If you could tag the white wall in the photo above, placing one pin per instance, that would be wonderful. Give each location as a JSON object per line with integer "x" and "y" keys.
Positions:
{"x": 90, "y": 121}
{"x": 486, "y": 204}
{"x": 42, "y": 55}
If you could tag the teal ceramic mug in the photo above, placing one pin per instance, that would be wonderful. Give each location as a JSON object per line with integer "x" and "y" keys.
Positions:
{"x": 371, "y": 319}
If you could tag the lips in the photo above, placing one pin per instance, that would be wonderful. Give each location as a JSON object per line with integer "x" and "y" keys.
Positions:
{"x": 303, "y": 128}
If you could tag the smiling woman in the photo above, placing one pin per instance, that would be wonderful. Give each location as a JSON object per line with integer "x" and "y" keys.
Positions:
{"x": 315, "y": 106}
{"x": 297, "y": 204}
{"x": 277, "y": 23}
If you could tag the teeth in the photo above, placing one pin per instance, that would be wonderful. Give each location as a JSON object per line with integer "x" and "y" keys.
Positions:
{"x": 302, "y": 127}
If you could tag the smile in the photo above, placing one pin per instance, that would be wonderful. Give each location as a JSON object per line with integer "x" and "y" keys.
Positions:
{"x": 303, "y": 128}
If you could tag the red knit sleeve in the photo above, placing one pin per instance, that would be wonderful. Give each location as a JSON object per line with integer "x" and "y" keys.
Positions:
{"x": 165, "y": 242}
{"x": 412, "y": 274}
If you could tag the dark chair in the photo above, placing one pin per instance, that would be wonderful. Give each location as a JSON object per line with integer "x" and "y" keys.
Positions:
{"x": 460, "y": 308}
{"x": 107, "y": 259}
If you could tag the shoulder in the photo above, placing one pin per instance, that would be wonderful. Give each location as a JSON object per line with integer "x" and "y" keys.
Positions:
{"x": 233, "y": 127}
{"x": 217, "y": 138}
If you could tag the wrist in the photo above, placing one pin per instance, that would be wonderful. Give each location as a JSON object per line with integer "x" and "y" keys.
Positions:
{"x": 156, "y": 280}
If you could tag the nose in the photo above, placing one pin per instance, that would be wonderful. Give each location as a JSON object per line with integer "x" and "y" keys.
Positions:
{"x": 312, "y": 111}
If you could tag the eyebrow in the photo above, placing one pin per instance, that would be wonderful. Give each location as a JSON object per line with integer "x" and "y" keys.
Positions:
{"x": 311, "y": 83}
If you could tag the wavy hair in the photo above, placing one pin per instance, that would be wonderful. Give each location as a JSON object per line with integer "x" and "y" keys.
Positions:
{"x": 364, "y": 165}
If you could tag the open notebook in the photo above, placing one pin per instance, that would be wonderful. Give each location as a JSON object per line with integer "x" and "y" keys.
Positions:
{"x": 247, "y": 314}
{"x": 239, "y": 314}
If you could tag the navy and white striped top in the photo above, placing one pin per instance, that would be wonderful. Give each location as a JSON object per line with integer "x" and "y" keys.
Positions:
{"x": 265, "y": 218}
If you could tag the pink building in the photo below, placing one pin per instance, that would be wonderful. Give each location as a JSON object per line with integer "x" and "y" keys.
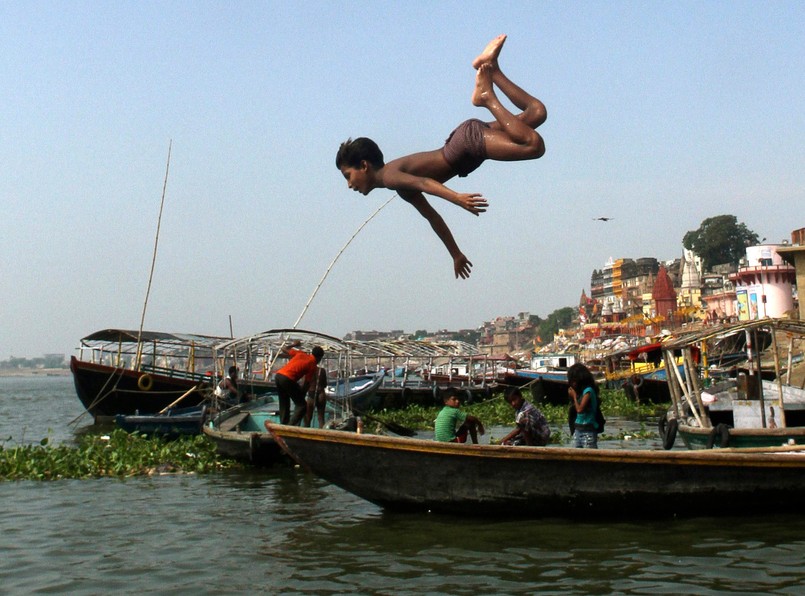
----
◆ **Task statement**
Convert every line of the records above into a numbered list, skipping any blank lines and omitting the pictures.

◆ **Exercise result**
1. If you could tag the white wall in the photo above, placing one pin per instance, that would be wonderful. Give each location as a JSON object per line with integer "x" and "y" keys.
2. Positions:
3. {"x": 90, "y": 121}
4. {"x": 486, "y": 204}
5. {"x": 42, "y": 55}
6. If you could tag the teal ceramic mug in the photo above, placing one pin per instance, that would be wonderful. Give each location as a JSON object per line with integer "x" and "y" keys.
7. Positions:
8. {"x": 371, "y": 319}
9. If you could tag the lips in the photo above, placing one pin per instance, that would be wonderful. Give each location as a JSON object per line with integer "x" and "y" keys.
10. Positions:
11. {"x": 303, "y": 128}
12. If you could tag the smiling woman in the photo above, placing one pin per instance, that would be wonderful. Give each location as a JSON object per line with integer "x" and "y" keys.
13. Positions:
14. {"x": 315, "y": 106}
15. {"x": 297, "y": 204}
16. {"x": 277, "y": 23}
17. If you could tag the teeth in the photo above, placing one pin per instance, that would be wonderful. Give each location as a JSON object per line with integer "x" and "y" keys.
18. Positions:
19. {"x": 302, "y": 127}
20. If you could tag the smile in the photo above, placing one pin per instance, that would be wonderful. Give each location as a JSON object per line with integer "x" and "y" keys.
21. Positions:
22. {"x": 303, "y": 128}
23. If you could tag the red knit sleeve in the photo above, placing one pin per instance, that would be wonderful. Give each location as a JSON object per line with integer "x" and "y" keys.
24. Positions:
25. {"x": 165, "y": 242}
26. {"x": 412, "y": 274}
27. If you could tag the dark chair in the photo above, placing one pin per instance, that would be wonderful. Give each location as a JSON object per line with integer "x" and "y" keys.
28. Positions:
29. {"x": 460, "y": 308}
30. {"x": 107, "y": 259}
31. If you could tag the shoulder in the photo above, placing one pin per instance, that would be wonderful. Give each location as a JSON object per line with integer "x" and "y" keys.
32. Positions:
33. {"x": 233, "y": 127}
34. {"x": 217, "y": 138}
35. If you could tag the wrist in the photo above, placing one pin per instance, that would be wonderful. Give each location as a JSON object per line with integer "x" and "y" keys.
36. Positions:
37. {"x": 156, "y": 280}
38. If you could tag the nose in the photo above, placing one pin per instance, that would be wonderful. Give each location as a JSON object per line with integer "x" and "y" keys.
39. Positions:
40. {"x": 312, "y": 111}
41. If you could tag the eyebrow in the photo above, placing one pin per instance, that would be wonderful. Give each location as a JSON object per line with integer "x" and "y" keys.
42. Positions:
43. {"x": 311, "y": 83}
44. If you could tag the wavy hair in the photo above, placing one pin per instance, that would be wonderful. Give each location as a JSON object per line with integer "x" and "y" keys.
45. Positions:
46. {"x": 364, "y": 165}
47. If you could tag the open notebook in the photo above, placing one pin per instance, that would be wonderful. Give each location as a JSON object per line with integer "x" and "y" keys.
48. Positions:
49. {"x": 247, "y": 314}
50. {"x": 239, "y": 314}
51. If you could tag the navy and white striped top in the photo above, placing one pin per instance, that would be wonderful. Give each location as a JSON object per line with integer "x" and "y" keys.
52. Positions:
53. {"x": 265, "y": 218}
54. If you could tag the pink building in the photo below, placing one pin per instance, that would be wonderful. Give each location as a JSON object per line with integer "x" and "y" keys.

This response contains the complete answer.